-- START OF Dataset rows --
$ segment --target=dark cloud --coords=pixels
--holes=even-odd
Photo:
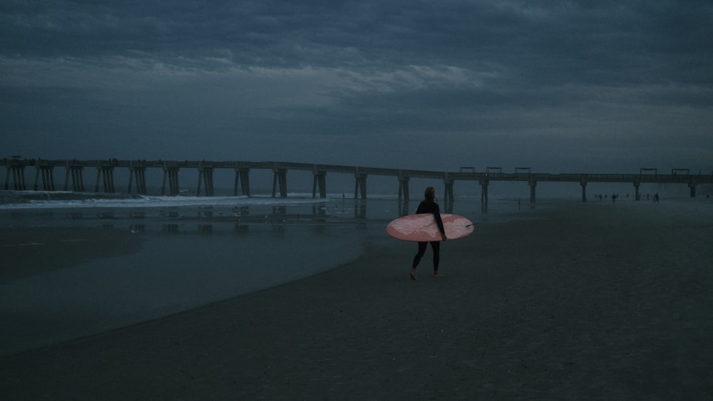
[[[702,1],[9,0],[0,129],[29,157],[713,170],[712,20]]]

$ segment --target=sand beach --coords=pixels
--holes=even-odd
[[[706,400],[713,203],[553,201],[0,357],[4,400]],[[338,252],[338,249],[329,251]],[[158,263],[158,262],[157,262]]]

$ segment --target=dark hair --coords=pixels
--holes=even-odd
[[[426,192],[424,192],[424,197],[426,200],[434,200],[436,199],[436,189],[433,187],[429,187],[426,189]]]

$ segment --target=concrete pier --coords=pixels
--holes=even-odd
[[[161,186],[161,194],[166,194],[166,181],[168,182],[168,189],[171,195],[178,195],[180,193],[180,188],[178,185],[178,167],[164,165],[163,167],[163,184]]]
[[[690,196],[697,194],[700,184],[713,184],[713,172],[709,174],[692,175],[689,169],[673,169],[672,174],[658,174],[657,169],[640,169],[637,174],[549,174],[531,172],[529,167],[515,167],[514,173],[503,172],[501,167],[486,167],[485,172],[476,172],[475,167],[461,167],[458,172],[437,172],[426,170],[411,170],[403,169],[364,167],[337,165],[318,165],[307,163],[278,162],[247,162],[247,161],[162,161],[162,160],[120,160],[111,159],[103,160],[51,160],[41,159],[21,159],[20,156],[13,156],[11,160],[4,159],[6,168],[4,188],[14,190],[27,190],[25,170],[26,167],[36,169],[34,190],[41,189],[46,191],[56,190],[53,182],[53,168],[63,167],[66,169],[64,190],[83,192],[84,167],[96,168],[97,179],[94,189],[99,192],[102,189],[107,192],[115,191],[114,170],[128,168],[129,182],[128,192],[132,189],[139,194],[145,194],[145,172],[150,168],[163,169],[163,184],[161,194],[167,191],[172,195],[180,193],[178,172],[180,169],[196,169],[199,172],[198,192],[205,192],[207,196],[214,196],[213,172],[215,169],[232,169],[235,173],[234,194],[239,192],[242,195],[251,196],[250,172],[251,170],[272,170],[273,172],[272,196],[277,196],[279,191],[280,197],[287,197],[287,175],[289,170],[309,171],[313,174],[312,197],[317,197],[317,192],[321,198],[327,197],[327,174],[353,175],[354,177],[354,199],[366,199],[366,178],[369,175],[394,177],[399,181],[400,200],[406,204],[410,197],[410,180],[412,178],[429,180],[443,180],[445,188],[443,201],[446,204],[453,202],[453,187],[456,181],[466,182],[478,182],[481,189],[481,203],[484,208],[488,205],[488,185],[491,181],[521,182],[530,186],[530,202],[535,202],[535,189],[538,181],[577,182],[582,187],[582,201],[586,202],[586,186],[590,182],[632,183],[635,189],[635,199],[640,200],[640,185],[646,183],[685,184],[688,187]],[[93,170],[92,170],[93,172]],[[70,180],[71,184],[70,184]],[[134,185],[135,182],[135,185]],[[167,190],[166,186],[168,185]],[[239,188],[240,190],[239,190]],[[420,189],[419,189],[420,192]]]
[[[287,170],[275,167],[272,170],[272,197],[275,197],[277,187],[279,187],[279,197],[287,197]]]
[[[16,191],[25,191],[27,186],[25,184],[25,166],[21,165],[9,165],[7,169],[7,174],[5,176],[5,189],[8,189],[10,175],[12,175],[12,189]]]
[[[401,202],[403,199],[404,202],[409,203],[409,181],[410,179],[410,177],[404,175],[403,172],[399,173],[399,202]]]
[[[312,197],[317,197],[317,190],[319,189],[319,197],[321,199],[324,199],[327,197],[327,172],[324,170],[318,170],[317,167],[314,167],[314,172],[313,172],[314,179],[312,180]]]
[[[43,166],[38,165],[35,172],[35,186],[34,190],[38,189],[38,184],[40,182],[40,177],[42,180],[43,191],[54,191],[54,166]]]
[[[448,178],[448,174],[446,175],[446,178],[443,179],[443,183],[445,184],[445,188],[443,189],[443,202],[446,204],[451,203],[453,201],[453,180]]]
[[[81,165],[67,162],[66,174],[64,176],[64,190],[69,190],[69,180],[72,180],[72,191],[74,192],[84,192],[84,178],[83,170],[84,167]]]
[[[99,192],[100,181],[103,185],[104,192],[113,193],[114,190],[114,167],[113,166],[98,166],[96,167],[96,184],[94,185],[94,192]]]
[[[212,197],[215,194],[213,188],[213,167],[201,165],[198,167],[198,187],[195,190],[195,196],[200,196],[200,184],[203,183],[205,196]]]
[[[366,199],[366,174],[359,172],[354,173],[354,199],[357,199],[361,194],[362,199]]]
[[[240,184],[242,195],[250,196],[250,168],[237,166],[235,170],[235,185],[233,187],[232,194],[237,196],[237,186]]]
[[[537,181],[534,178],[530,178],[530,203],[535,203],[535,189],[537,187]]]
[[[481,209],[483,212],[488,212],[488,185],[490,180],[488,179],[481,179]]]
[[[131,193],[131,184],[136,182],[136,193],[146,194],[146,167],[142,165],[131,165],[129,167],[129,187],[127,192]]]

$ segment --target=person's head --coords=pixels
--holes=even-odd
[[[426,200],[434,200],[436,199],[436,189],[433,187],[429,187],[426,189],[426,192],[424,192],[424,197]]]

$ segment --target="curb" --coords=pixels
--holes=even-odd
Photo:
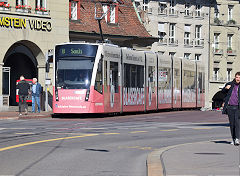
[[[216,139],[216,140],[225,140],[225,139]],[[226,139],[227,140],[227,139]],[[164,166],[164,161],[162,155],[174,148],[190,145],[190,144],[197,144],[197,143],[206,143],[209,141],[201,141],[201,142],[192,142],[192,143],[185,143],[185,144],[178,144],[173,146],[168,146],[160,149],[156,149],[155,151],[151,152],[147,156],[146,166],[147,166],[147,176],[166,176],[166,170]]]

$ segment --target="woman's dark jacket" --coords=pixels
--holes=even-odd
[[[222,111],[223,114],[227,114],[228,102],[229,102],[230,97],[232,95],[232,90],[233,90],[233,87],[234,87],[235,83],[236,83],[235,80],[233,80],[232,82],[228,82],[222,89],[222,92],[226,94],[226,97],[224,98],[224,106],[223,106],[223,111]],[[231,85],[230,89],[225,89],[225,87],[227,85]],[[240,102],[240,85],[239,85],[239,88],[238,88],[238,109],[240,109],[239,102]]]

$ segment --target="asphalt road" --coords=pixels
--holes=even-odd
[[[220,112],[0,120],[0,175],[145,176],[159,148],[229,139]]]

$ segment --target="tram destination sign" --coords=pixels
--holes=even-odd
[[[85,44],[67,44],[56,46],[56,58],[62,57],[95,57],[97,54],[97,45],[85,45]]]

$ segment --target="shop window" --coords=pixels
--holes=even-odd
[[[69,19],[71,20],[80,19],[80,0],[69,1]]]

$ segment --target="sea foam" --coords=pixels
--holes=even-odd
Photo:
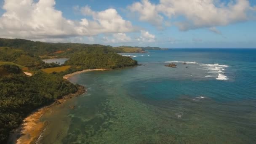
[[[187,64],[197,64],[203,67],[203,70],[206,71],[208,75],[205,77],[216,77],[216,80],[227,80],[227,77],[223,75],[223,71],[225,70],[224,68],[229,67],[229,66],[224,64],[200,64],[195,61],[165,61],[165,63],[186,63]]]
[[[222,75],[221,74],[219,74],[219,76],[218,76],[218,78],[216,78],[216,80],[227,80],[229,79],[227,78],[226,76],[224,75]]]

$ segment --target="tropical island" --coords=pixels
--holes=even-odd
[[[137,61],[117,53],[126,51],[97,44],[0,38],[0,143],[6,142],[10,133],[35,110],[86,91],[64,79],[65,75],[137,65]],[[61,57],[69,59],[61,66],[42,61]]]

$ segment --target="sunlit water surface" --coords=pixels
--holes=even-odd
[[[38,143],[256,143],[256,50],[125,55],[146,65],[72,77],[88,93],[42,116]]]

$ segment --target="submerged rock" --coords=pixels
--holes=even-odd
[[[69,108],[71,109],[75,109],[75,106],[74,106],[73,105],[69,106]]]
[[[169,64],[165,65],[165,66],[170,67],[176,67],[176,66],[177,66],[177,65],[173,63],[171,63]]]

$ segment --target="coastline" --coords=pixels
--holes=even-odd
[[[48,123],[48,122],[41,121],[41,117],[51,110],[53,106],[64,103],[66,100],[78,96],[87,92],[86,88],[79,86],[77,91],[75,93],[70,93],[65,96],[62,98],[56,100],[55,101],[49,105],[37,109],[23,120],[19,128],[14,132],[10,134],[7,143],[17,144],[29,144],[35,143],[42,132]]]
[[[81,73],[85,72],[92,72],[92,71],[104,71],[108,70],[109,70],[109,69],[85,69],[85,70],[83,70],[81,71],[76,72],[75,72],[69,74],[67,74],[67,75],[65,75],[64,76],[63,76],[63,78],[64,79],[68,80],[69,78],[70,77],[76,75],[81,74]]]
[[[63,78],[68,80],[70,77],[82,73],[108,70],[109,69],[85,69],[65,75],[63,76]],[[29,144],[36,143],[42,132],[43,131],[48,123],[48,122],[47,121],[40,121],[40,119],[41,116],[51,111],[51,108],[53,107],[61,104],[64,103],[67,99],[78,96],[86,92],[86,88],[80,85],[76,93],[64,96],[62,98],[56,100],[53,103],[38,109],[32,112],[30,115],[24,119],[19,128],[10,134],[8,143]]]

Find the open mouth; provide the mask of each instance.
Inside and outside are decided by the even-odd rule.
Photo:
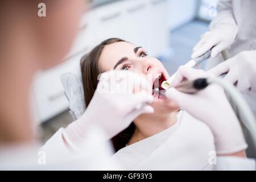
[[[159,94],[159,90],[164,90],[161,85],[163,81],[166,80],[167,78],[163,73],[159,73],[156,75],[152,88],[152,95],[155,98],[162,98],[164,97]]]

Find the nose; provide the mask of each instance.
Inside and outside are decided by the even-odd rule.
[[[147,58],[142,58],[142,60],[141,60],[140,63],[141,64],[141,68],[142,73],[147,75],[153,69],[155,65],[152,61],[148,59]]]

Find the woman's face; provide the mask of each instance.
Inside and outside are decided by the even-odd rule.
[[[147,56],[142,47],[125,42],[117,42],[105,47],[99,60],[100,68],[104,71],[111,69],[129,70],[147,77],[153,77],[153,80],[162,74],[159,79],[159,86],[162,82],[169,77],[169,75],[162,63],[158,59]],[[153,85],[154,81],[151,84]],[[160,88],[161,89],[161,88]],[[152,93],[153,96],[154,92]],[[164,114],[177,110],[179,107],[172,101],[163,97],[154,96],[155,100],[151,104],[155,114]]]

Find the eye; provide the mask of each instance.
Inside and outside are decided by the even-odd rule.
[[[126,71],[126,70],[129,70],[130,68],[131,68],[130,65],[127,65],[127,64],[125,64],[122,67],[121,69]]]
[[[139,57],[143,57],[147,56],[147,53],[146,52],[142,51],[139,54]]]

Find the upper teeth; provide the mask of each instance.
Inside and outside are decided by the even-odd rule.
[[[162,76],[162,73],[159,73],[158,75],[156,75],[156,78],[160,78],[161,77],[161,76]]]

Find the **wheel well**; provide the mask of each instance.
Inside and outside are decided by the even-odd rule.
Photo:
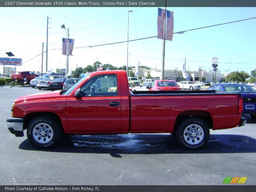
[[[188,111],[181,113],[176,118],[173,132],[176,132],[180,124],[186,119],[190,117],[196,117],[204,120],[207,124],[209,128],[212,129],[213,122],[211,114],[204,111]]]
[[[35,117],[40,116],[47,116],[55,119],[57,122],[61,126],[63,130],[60,119],[56,113],[52,112],[36,112],[31,113],[27,115],[24,118],[23,120],[23,130],[26,129],[30,121]]]

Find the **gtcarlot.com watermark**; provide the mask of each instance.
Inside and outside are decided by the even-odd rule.
[[[16,177],[6,177],[4,178],[5,183],[61,183],[62,179],[22,179]]]

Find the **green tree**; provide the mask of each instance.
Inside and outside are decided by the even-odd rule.
[[[233,82],[245,82],[250,75],[244,71],[233,71],[229,73],[227,77],[227,81]]]
[[[148,79],[153,79],[153,77],[151,76],[150,75],[150,71],[148,71],[148,73],[147,74],[147,77]]]
[[[86,66],[84,68],[83,70],[83,73],[86,73],[86,72],[90,73],[91,72],[93,72],[93,71],[96,71],[96,67],[94,67],[94,66],[89,65]]]
[[[254,77],[256,76],[256,72],[255,72],[256,70],[252,70],[251,72],[251,76],[252,77]]]
[[[110,70],[116,70],[117,69],[117,68],[116,67],[113,66],[112,65],[107,63],[107,64],[104,64],[102,66],[103,68],[103,70],[106,70],[107,68],[108,67],[109,68],[109,69]]]
[[[251,78],[249,79],[249,83],[256,83],[256,81],[255,81],[255,77],[251,77]]]
[[[81,74],[83,73],[83,69],[82,67],[79,67],[76,69],[75,71],[72,71],[72,76],[74,78],[81,77]]]

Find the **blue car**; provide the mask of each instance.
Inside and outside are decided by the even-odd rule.
[[[249,114],[252,119],[256,118],[256,91],[251,86],[238,83],[218,83],[212,85],[207,90],[240,93],[244,101],[242,113]]]

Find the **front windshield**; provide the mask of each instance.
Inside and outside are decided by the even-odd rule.
[[[174,81],[158,81],[159,87],[178,87],[178,85]]]
[[[42,79],[42,81],[51,81],[51,79],[50,78],[44,78]]]
[[[85,79],[89,78],[89,76],[89,76],[89,74],[88,74],[87,76],[85,75],[85,76],[84,77],[83,77],[82,79],[81,79],[79,81],[77,82],[77,83],[75,84],[74,85],[73,85],[71,88],[70,88],[67,91],[65,92],[65,93],[64,94],[64,95],[69,95],[71,92],[72,92],[72,91],[73,91],[73,90],[74,89],[75,89],[75,88],[76,88],[76,86],[77,86],[78,85],[79,85],[81,82],[82,82],[82,81],[84,81]]]
[[[256,92],[252,87],[247,85],[241,84],[224,85],[225,91],[231,92]]]

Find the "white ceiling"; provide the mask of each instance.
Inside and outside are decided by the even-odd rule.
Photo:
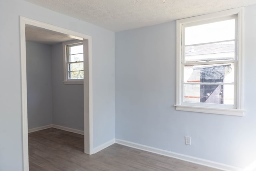
[[[256,4],[256,0],[26,0],[114,32]]]
[[[67,35],[58,32],[34,26],[26,25],[26,40],[46,44],[54,44],[74,40]]]

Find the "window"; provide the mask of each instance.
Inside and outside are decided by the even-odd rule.
[[[82,84],[84,79],[84,47],[81,40],[62,44],[64,84]]]
[[[242,10],[177,20],[176,110],[243,115]]]

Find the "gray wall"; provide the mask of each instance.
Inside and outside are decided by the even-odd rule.
[[[62,44],[52,46],[53,123],[84,130],[84,85],[63,84]]]
[[[1,171],[22,171],[23,168],[21,16],[92,36],[93,147],[115,137],[114,33],[23,0],[2,0],[0,68],[5,72],[0,84]]]
[[[256,6],[245,10],[244,117],[175,110],[174,21],[115,34],[116,138],[238,167],[256,159]]]
[[[51,46],[26,42],[28,126],[52,123]]]
[[[28,129],[54,124],[84,130],[83,85],[63,84],[62,44],[26,42]]]

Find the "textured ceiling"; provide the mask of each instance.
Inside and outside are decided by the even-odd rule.
[[[26,40],[47,44],[54,44],[74,40],[68,35],[53,31],[27,25]]]
[[[256,0],[26,0],[118,32],[256,4]]]

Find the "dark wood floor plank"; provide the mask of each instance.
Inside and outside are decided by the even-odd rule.
[[[204,166],[114,144],[84,153],[84,136],[54,128],[28,135],[30,171],[217,171]]]

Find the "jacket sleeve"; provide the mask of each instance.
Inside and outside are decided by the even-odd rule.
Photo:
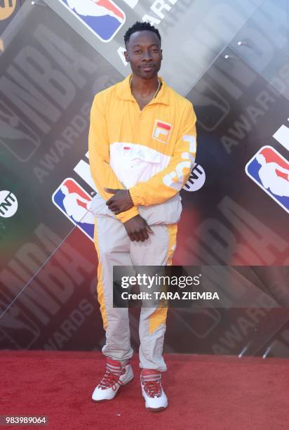
[[[112,194],[104,188],[119,188],[125,187],[119,181],[109,165],[109,142],[107,124],[105,118],[105,104],[102,95],[97,94],[90,110],[90,125],[88,134],[88,154],[90,173],[100,195],[107,201]],[[137,208],[133,207],[128,211],[116,215],[116,218],[125,223],[138,215]]]
[[[180,191],[188,180],[196,151],[196,115],[187,105],[173,156],[168,166],[145,182],[130,188],[135,206],[163,203]]]

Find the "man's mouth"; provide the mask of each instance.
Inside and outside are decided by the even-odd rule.
[[[152,69],[154,69],[154,65],[147,65],[147,66],[140,66],[140,68],[144,70],[144,72],[149,72]]]

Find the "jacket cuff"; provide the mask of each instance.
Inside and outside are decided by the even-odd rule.
[[[135,190],[135,187],[130,188],[129,192],[130,194],[131,200],[133,200],[133,204],[135,206],[139,206],[140,204],[144,206],[142,200],[137,195],[137,193]]]

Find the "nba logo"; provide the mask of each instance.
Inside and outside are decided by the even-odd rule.
[[[172,129],[172,124],[160,121],[160,119],[156,119],[152,132],[152,138],[162,143],[168,143]]]
[[[89,211],[91,200],[89,194],[72,178],[65,179],[52,196],[54,204],[93,241],[94,216]]]
[[[102,41],[108,42],[126,21],[124,12],[112,0],[60,0]]]
[[[263,146],[247,163],[247,175],[289,213],[289,162],[271,146]]]

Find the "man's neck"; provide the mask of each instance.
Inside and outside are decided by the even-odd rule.
[[[155,93],[158,86],[159,79],[157,75],[154,76],[151,79],[143,79],[133,74],[131,88],[134,94],[146,98],[152,93]]]

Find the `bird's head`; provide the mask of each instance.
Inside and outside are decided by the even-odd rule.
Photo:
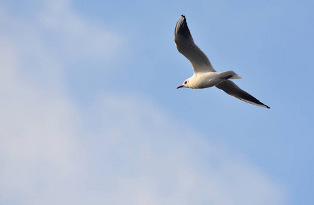
[[[184,81],[183,84],[182,84],[182,85],[180,85],[178,87],[176,87],[176,89],[181,88],[181,87],[189,87],[189,79],[186,79]]]

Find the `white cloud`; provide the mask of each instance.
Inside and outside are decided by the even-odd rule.
[[[1,21],[8,29],[0,33],[1,202],[283,204],[283,188],[261,170],[213,146],[148,96],[107,93],[90,107],[77,106],[67,94],[64,59],[55,53],[63,52],[58,50],[63,43],[51,47],[42,30],[54,31],[55,42],[66,36],[62,40],[74,52],[73,60],[110,52],[94,40],[84,47],[78,33],[100,45],[108,43],[103,34],[114,36],[110,45],[116,52],[120,40],[68,3],[51,5],[40,12],[50,16],[42,23],[8,14]],[[51,14],[58,10],[68,20],[65,25]],[[75,53],[78,48],[89,51]]]

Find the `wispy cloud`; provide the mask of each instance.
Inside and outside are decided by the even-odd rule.
[[[2,16],[1,202],[283,203],[283,188],[261,170],[213,146],[148,96],[103,93],[90,107],[77,106],[60,53],[92,60],[118,53],[122,40],[69,2],[47,2],[40,20]]]

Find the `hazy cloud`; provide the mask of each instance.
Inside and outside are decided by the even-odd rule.
[[[122,40],[76,14],[69,1],[47,2],[41,21],[8,14],[1,21],[7,29],[0,32],[0,202],[283,204],[283,187],[265,173],[149,96],[103,93],[90,107],[77,106],[57,53],[65,49],[69,60],[92,59],[114,55],[112,48],[119,52]],[[55,33],[49,38],[44,31]],[[61,41],[52,46],[50,40]]]

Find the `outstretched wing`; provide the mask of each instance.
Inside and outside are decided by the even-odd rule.
[[[183,15],[180,16],[176,23],[174,42],[179,52],[191,62],[194,73],[216,72],[206,55],[194,43]]]
[[[255,98],[244,90],[241,90],[235,83],[230,80],[224,81],[222,83],[220,83],[218,85],[217,85],[216,87],[224,91],[229,95],[236,97],[237,98],[240,99],[246,102],[260,107],[270,108],[266,105],[263,104],[259,100],[257,100],[257,98]]]

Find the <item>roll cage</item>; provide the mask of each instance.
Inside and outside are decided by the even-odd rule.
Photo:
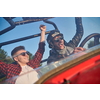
-- END OF Dataset rows --
What you will do: Reproduce the items from the beginning through the line containing "[[[702,1],[9,0],[0,129],[29,157],[713,170],[712,20]]]", replacing "dark cloud" with "storm cloud" and keeping everything else the same. Omit the pictures from your answer.

Complete answer:
$ segment --target=storm cloud --coords=pixels
--holes=even-odd
Photo:
[[[702,1],[9,0],[0,129],[29,157],[713,170],[712,20]]]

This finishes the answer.